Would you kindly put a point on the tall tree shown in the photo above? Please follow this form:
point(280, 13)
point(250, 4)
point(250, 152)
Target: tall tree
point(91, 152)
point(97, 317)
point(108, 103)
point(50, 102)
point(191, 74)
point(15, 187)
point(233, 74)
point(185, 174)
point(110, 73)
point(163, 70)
· · ·
To do. Reproduce every item above word for word, with each line unchanged.

Answer to this problem.
Would you kindly put a point on the tall tree shown in the photo above? Please follow this form:
point(280, 13)
point(250, 4)
point(250, 152)
Target: tall tree
point(91, 152)
point(97, 317)
point(108, 103)
point(50, 102)
point(191, 74)
point(15, 187)
point(233, 74)
point(185, 174)
point(110, 73)
point(163, 70)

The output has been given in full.